Exercise goal. Convert every line of the rows below into a JSON list of strings, with one string per line and blank lines omitted.

─── Exercise materials

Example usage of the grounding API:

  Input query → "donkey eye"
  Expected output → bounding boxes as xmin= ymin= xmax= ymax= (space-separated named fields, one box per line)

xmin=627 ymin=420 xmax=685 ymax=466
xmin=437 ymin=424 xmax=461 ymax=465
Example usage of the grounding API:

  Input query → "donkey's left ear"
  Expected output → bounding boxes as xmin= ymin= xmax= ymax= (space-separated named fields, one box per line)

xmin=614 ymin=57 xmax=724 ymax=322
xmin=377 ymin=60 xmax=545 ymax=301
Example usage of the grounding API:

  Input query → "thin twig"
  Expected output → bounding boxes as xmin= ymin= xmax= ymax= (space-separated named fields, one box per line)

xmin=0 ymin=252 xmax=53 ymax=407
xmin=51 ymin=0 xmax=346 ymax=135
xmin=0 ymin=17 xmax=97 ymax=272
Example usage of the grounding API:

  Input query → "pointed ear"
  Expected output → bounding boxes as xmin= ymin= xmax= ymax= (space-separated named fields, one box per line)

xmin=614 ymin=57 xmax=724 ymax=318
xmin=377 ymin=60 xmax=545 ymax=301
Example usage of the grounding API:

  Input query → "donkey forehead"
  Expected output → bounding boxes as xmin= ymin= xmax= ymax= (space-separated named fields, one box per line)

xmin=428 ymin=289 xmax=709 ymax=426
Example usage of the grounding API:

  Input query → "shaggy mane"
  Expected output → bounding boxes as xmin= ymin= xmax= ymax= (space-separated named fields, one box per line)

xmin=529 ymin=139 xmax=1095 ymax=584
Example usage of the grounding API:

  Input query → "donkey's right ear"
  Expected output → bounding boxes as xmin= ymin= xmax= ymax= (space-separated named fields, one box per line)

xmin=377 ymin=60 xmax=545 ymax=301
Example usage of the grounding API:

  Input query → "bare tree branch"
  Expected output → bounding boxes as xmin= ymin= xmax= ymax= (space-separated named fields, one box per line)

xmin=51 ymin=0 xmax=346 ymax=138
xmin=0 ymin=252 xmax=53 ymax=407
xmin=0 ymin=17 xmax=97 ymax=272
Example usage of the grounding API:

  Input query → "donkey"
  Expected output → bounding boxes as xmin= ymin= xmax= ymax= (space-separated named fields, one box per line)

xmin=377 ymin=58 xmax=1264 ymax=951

──────

Expected answer.
[
  "Example usage of the grounding API:",
  "  Input query → \"donkey eye\"",
  "  Expected output → bounding boxes as xmin= ymin= xmax= ymax= (space-separated named fields, one box per line)",
  "xmin=627 ymin=420 xmax=685 ymax=466",
  "xmin=437 ymin=424 xmax=461 ymax=465",
  "Example usage of the grounding API:",
  "  Input query → \"donkey's left ear\"",
  "  Expected output → bounding boxes as xmin= ymin= xmax= ymax= (space-separated named fields, one box per line)",
  "xmin=614 ymin=57 xmax=724 ymax=322",
  "xmin=377 ymin=60 xmax=545 ymax=301",
  "Example usage of the grounding API:",
  "  Input query → \"thin twig\"",
  "  Expected output → bounding boxes as xmin= ymin= xmax= ymax= (space-separated named fields, one box per line)",
  "xmin=0 ymin=252 xmax=53 ymax=407",
  "xmin=51 ymin=0 xmax=346 ymax=135",
  "xmin=0 ymin=17 xmax=97 ymax=272",
  "Example usage of the grounding API:",
  "  Input query → \"pointed ear\"",
  "  Expected output → bounding boxes as xmin= ymin= xmax= ymax= (space-separated named fields, one box per line)",
  "xmin=614 ymin=57 xmax=724 ymax=318",
  "xmin=377 ymin=60 xmax=545 ymax=301",
  "Example usage of the grounding API:",
  "  Input query → \"donkey forehead\"",
  "  Expected output → bounding boxes as xmin= ymin= xmax= ymax= (space-separated named fields, one box per line)",
  "xmin=428 ymin=289 xmax=709 ymax=426",
  "Example usage of the grounding API:",
  "  Input query → \"shaggy mane\"",
  "  Expected output → bounding boxes as xmin= ymin= xmax= ymax= (space-separated named fields, one box per line)",
  "xmin=529 ymin=139 xmax=1095 ymax=584",
  "Example usage of the grounding API:",
  "  Input query → \"donkey's right ear\"",
  "  Expected output → bounding boxes as xmin= ymin= xmax= ymax= (space-separated named fields, one box per line)",
  "xmin=377 ymin=60 xmax=545 ymax=301",
  "Example usage of the grounding API:",
  "  Input query → \"bare tree branch\"",
  "  Expected output → bounding boxes as xmin= ymin= xmax= ymax= (space-separated named fields, one box per line)",
  "xmin=51 ymin=0 xmax=346 ymax=138",
  "xmin=0 ymin=252 xmax=53 ymax=407",
  "xmin=0 ymin=17 xmax=97 ymax=272",
  "Example usage of the grounding API:",
  "  Input query → \"donkey\"",
  "  Expected output → bounding boxes as xmin= ymin= xmax= ymax= (space-separated named fields, one box per line)",
  "xmin=377 ymin=58 xmax=1264 ymax=951"
]